Source records
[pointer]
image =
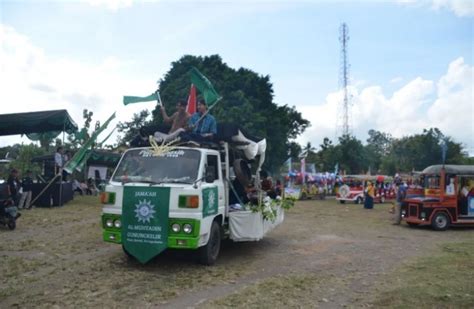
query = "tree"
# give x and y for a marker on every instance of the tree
(23, 159)
(421, 150)
(247, 101)
(81, 136)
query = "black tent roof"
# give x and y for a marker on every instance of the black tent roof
(97, 157)
(37, 122)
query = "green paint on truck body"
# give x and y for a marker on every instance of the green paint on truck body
(145, 212)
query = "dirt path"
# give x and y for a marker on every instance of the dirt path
(323, 255)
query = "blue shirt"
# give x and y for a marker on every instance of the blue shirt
(206, 125)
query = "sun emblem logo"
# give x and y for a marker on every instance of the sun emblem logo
(144, 211)
(211, 199)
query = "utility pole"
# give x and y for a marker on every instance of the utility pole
(344, 77)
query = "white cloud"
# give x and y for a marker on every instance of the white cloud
(112, 5)
(461, 8)
(32, 81)
(446, 104)
(396, 80)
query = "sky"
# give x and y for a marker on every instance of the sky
(411, 62)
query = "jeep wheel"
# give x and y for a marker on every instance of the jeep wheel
(208, 254)
(440, 221)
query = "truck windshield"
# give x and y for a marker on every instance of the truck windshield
(175, 166)
(432, 182)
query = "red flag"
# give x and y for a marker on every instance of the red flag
(191, 108)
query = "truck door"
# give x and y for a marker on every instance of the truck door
(216, 187)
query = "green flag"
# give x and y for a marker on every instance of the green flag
(80, 155)
(204, 86)
(152, 97)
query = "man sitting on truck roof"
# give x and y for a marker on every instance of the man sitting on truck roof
(202, 124)
(178, 120)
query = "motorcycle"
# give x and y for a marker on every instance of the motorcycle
(8, 214)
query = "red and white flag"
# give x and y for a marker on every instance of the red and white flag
(191, 108)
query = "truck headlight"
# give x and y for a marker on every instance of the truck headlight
(187, 228)
(109, 223)
(176, 227)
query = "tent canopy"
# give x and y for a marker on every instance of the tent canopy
(37, 122)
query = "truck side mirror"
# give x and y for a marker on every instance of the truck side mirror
(210, 175)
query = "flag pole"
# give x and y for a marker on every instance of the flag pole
(45, 188)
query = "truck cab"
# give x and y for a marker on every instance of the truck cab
(176, 197)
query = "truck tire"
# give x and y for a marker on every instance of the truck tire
(440, 221)
(11, 224)
(208, 254)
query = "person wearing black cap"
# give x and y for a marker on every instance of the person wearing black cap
(26, 184)
(13, 186)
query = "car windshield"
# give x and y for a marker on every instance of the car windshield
(175, 166)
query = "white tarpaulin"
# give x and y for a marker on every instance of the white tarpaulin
(250, 226)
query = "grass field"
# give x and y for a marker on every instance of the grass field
(324, 255)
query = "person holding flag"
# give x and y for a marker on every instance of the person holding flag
(179, 121)
(202, 124)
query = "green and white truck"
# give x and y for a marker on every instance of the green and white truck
(178, 198)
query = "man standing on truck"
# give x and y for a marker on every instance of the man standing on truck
(178, 120)
(203, 125)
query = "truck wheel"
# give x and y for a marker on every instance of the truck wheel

Work order: Repeat the data above exactly, but not the pictures.

Your response:
[pointer]
image =
query = "tree"
# give x and y for a marker on every instance of the tree
(23, 159)
(421, 150)
(247, 101)
(81, 136)
query = "black tent roof"
# give x and y for a marker on every instance of the black tent roof
(97, 157)
(37, 122)
query = "green paint on truck body"
# give x and y for a marker on every instance of the green paint on truck body
(145, 212)
query = "dirt path"
# give x and y for a marker on every instance of the dirt path
(323, 255)
query = "blue shirt"
# give x and y for a marker on every instance of the blue shirt
(206, 125)
query = "sun emblem logo"
# give x and y for a marker on every instance of the sun emblem logo
(144, 211)
(211, 199)
query = "utility pole"
# give x and y for a marker on every instance of the utility pole
(344, 77)
query = "white cloud"
# give x and y for a marker on every instance of the white cloud
(112, 5)
(461, 8)
(32, 81)
(446, 104)
(396, 80)
query = "sky"
# give x and y for a marker on every instance of the sky
(411, 62)
query = "jeep wheel"
# give x and y for a marker on every instance of the jeep wheel
(208, 254)
(440, 221)
query = "truck windshield"
# give x and y for a marker on every instance of the truck windshield
(175, 166)
(432, 182)
query = "red flag"
# give x and y for a marker on every instance of the red flag
(191, 108)
query = "truck door"
# give x and y for a marker on every instance of the truck door
(216, 187)
query = "green flag"
# give x and y for a marker on every instance of the green flag
(80, 155)
(204, 86)
(152, 97)
query = "man sitting on truck roof"
# give x and y for a marker on every instance of the man sitting on truck roof
(202, 124)
(178, 120)
query = "motorcycle"
# give x and y for a marker on every instance of the motorcycle
(8, 214)
query = "red and white flag"
# give x and y for a marker on every instance of the red and white flag
(191, 108)
query = "truck headlight"
# give x and y for a marker on every instance of the truck headlight
(187, 228)
(109, 223)
(176, 227)
query = "tent canopy"
# give x and y for a marker on every instance of the tent canopy
(37, 122)
query = "truck side mirror"
# give x and y for a marker on every instance of the truck side mirror
(210, 175)
query = "flag pole"
# give x and y for a marker on every instance of the flag pole
(45, 188)
query = "truck cab"
# give x and y for a marker on every instance of the truck cab
(176, 197)
query = "truck tire"
# give x and y for a marker on every instance of the truck tire
(440, 221)
(11, 224)
(208, 254)
query = "person wearing black cap"
# give x and y for a marker on every instance of the person wearing black cap
(26, 184)
(13, 186)
query = "car windshield"
# give x and y for a marker on every instance of the car windshield
(175, 166)
query = "white tarpaulin"
# give x and y for a marker on every instance of the white tarpaulin
(250, 226)
query = "grass field"
# give x and y for a marker on every instance of the grass field
(324, 255)
query = "person holding flag"
# give x and y for a marker on every instance of the person holding flag
(179, 121)
(202, 124)
query = "green and white truck"
# give x and y for a marker on every instance of the green and white truck
(178, 198)
query = "man standing on truck"
# give x and y for a marker on every instance of the man standing on truck
(178, 120)
(203, 125)
query = "truck wheel"
# give x and y for a marker on every instance of the truck wheel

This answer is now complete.